(EXERCISE DIRECTIONS):
Arrange all the entries below as a numbered list, leaving out any blank lines.

(DATA PROVIDED):
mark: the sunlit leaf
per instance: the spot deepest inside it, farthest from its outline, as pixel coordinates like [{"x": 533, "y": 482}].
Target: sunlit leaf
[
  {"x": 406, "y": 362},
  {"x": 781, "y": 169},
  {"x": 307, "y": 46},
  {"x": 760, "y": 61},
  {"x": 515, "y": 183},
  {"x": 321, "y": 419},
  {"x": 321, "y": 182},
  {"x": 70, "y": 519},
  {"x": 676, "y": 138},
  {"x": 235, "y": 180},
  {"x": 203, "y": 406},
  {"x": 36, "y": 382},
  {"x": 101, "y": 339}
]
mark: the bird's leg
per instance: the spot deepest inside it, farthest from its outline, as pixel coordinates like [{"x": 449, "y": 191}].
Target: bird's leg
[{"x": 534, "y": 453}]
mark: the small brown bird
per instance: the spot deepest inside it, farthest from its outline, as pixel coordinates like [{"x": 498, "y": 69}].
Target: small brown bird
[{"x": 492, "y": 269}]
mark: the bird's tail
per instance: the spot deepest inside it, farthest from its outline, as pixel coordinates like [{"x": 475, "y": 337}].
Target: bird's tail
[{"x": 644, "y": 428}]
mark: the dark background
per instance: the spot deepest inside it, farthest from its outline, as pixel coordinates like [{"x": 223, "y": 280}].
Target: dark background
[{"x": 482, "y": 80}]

(FINAL RESULT):
1. mark: the sunlit leaf
2. per instance: the spot deepest inside it, farthest from its outline, as pixel coordinates like [{"x": 533, "y": 482}].
3. Target: sunlit leaf
4. [
5.   {"x": 406, "y": 362},
6.   {"x": 781, "y": 169},
7.   {"x": 307, "y": 46},
8.   {"x": 760, "y": 61},
9.   {"x": 515, "y": 183},
10.   {"x": 321, "y": 419},
11.   {"x": 321, "y": 182},
12.   {"x": 70, "y": 519},
13.   {"x": 676, "y": 138},
14.   {"x": 235, "y": 180},
15.   {"x": 203, "y": 406},
16.   {"x": 36, "y": 382},
17.   {"x": 101, "y": 339}
18. ]
19. mark: the bird's leg
20. per instance: the spot deepest inside it, farthest from its outline, as pixel coordinates like [{"x": 449, "y": 191}].
21. Target: bird's leg
22. [{"x": 534, "y": 453}]
23. mark: the small brown bird
24. per instance: the spot deepest inside it, farthest from its outline, as pixel coordinates like [{"x": 498, "y": 69}].
25. Target: small brown bird
26. [{"x": 492, "y": 269}]
27. mark: the bird's tail
28. per instance: the spot deepest inside it, farthest from its outline, as pixel coordinates like [{"x": 475, "y": 337}].
29. Target: bird's tail
30. [{"x": 644, "y": 428}]
31. mark: the dark background
32. per instance: the spot deepest inside it, farthest from its outline, as pixel coordinates like [{"x": 223, "y": 280}].
33. Target: dark background
34. [{"x": 482, "y": 80}]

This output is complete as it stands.